* _Leestekst_

##########

ECLI:NL:RVS:2023:779
Raad van State
- Hoger beroep
- H.G. Sevenster
- Rechtspraak.nl
Afwijzing verblijfsvergunning asiel en hoger beroep vreemdeling
In deze zaak heeft de staatssecretaris van Justitie en Veiligheid op 3 februari 2022 een aanvraag van een vreemdeling om een verblijfsvergunning asiel voor bepaalde tijd afgewezen. De vreemdeling heeft hiertegen beroep ingesteld bij de rechtbank Den Haag, zittingsplaats Roermond. De rechtbank heeft op 20 juli 2022 het beroep ongegrond verklaard. De vreemdeling, vertegenwoordigd door mr. K.P.E. van Tulden, heeft vervolgens hoger beroep ingesteld tegen deze uitspraak.
De Afdeling bestuursrechtspraak van de Raad van State heeft op 24 februari 2023 uitspraak gedaan in deze zaak. Het hoger beroep is ongegrond verklaard. De Raad van State oordeelt dat het hogerberoepschrift geen vragen bevat die in het belang van de rechtseenheid, de rechtsontwikkeling of de rechtsbescherming in algemene zin beantwoord moeten worden. Hierdoor is er geen noodzaak om de uitspraak van de rechtbank verder te motiveren.
De Raad van State bevestigt de uitspraak van de rechtbank en stelt dat de staatssecretaris geen proceskosten hoeft te vergoeden. De uitspraak is gedaan door mr. H.G. Sevenster, lid van de enkelvoudige kamer, in tegenwoordigheid van L.W. Lagaaij LLM, griffier. De uitspraak is openbaar uitgesproken op 24 februari 2023.

##########

Gegevens overgenomen uit een verzameling:
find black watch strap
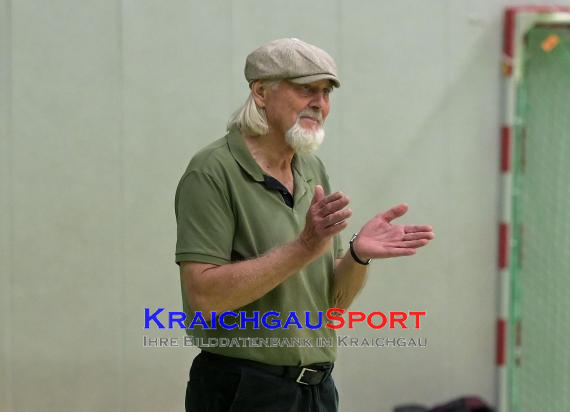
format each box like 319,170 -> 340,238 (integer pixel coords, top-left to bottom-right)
348,232 -> 372,266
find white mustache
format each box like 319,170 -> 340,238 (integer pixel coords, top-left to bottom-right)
297,110 -> 323,124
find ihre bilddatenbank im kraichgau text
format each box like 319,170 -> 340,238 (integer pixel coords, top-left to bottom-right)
143,308 -> 427,348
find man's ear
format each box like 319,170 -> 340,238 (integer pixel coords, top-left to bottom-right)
251,80 -> 267,109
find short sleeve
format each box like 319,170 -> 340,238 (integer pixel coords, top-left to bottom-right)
175,171 -> 235,265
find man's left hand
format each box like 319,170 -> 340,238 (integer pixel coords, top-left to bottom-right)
354,204 -> 435,260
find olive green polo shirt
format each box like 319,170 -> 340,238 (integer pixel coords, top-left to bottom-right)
175,130 -> 343,365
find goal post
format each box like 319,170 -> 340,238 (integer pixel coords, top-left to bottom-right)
497,6 -> 570,412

##########

* _Opdracht_
Schrijf het stuk van de leestekst over dat begint met "ECLI:NL:RVS:2023:779" en doorloopt tot en met "tegen deze uitspraak.", woord voor woord. De gegevens staan los van de leestekst.

* _Antwoord_
ECLI:NL:RVS:2023:779
Raad van State
- Hoger beroep
- H.G. Sevenster
- Rechtspraak.nl
Afwijzing verblijfsvergunning asiel en hoger beroep vreemdeling
In deze zaak heeft de staatssecretaris van Justitie en Veiligheid op 3 februari 2022 een aanvraag van een vreemdeling om een verblijfsvergunning asiel voor bepaalde tijd afgewezen. De vreemdeling heeft hiertegen beroep ingesteld bij de rechtbank Den Haag, zittingsplaats Roermond. De rechtbank heeft op 20 juli 2022 het beroep ongegrond verklaard. De vreemdeling, vertegenwoordigd door mr. K.P.E. van Tulden, heeft vervolgens hoger beroep ingesteld tegen deze uitspraak.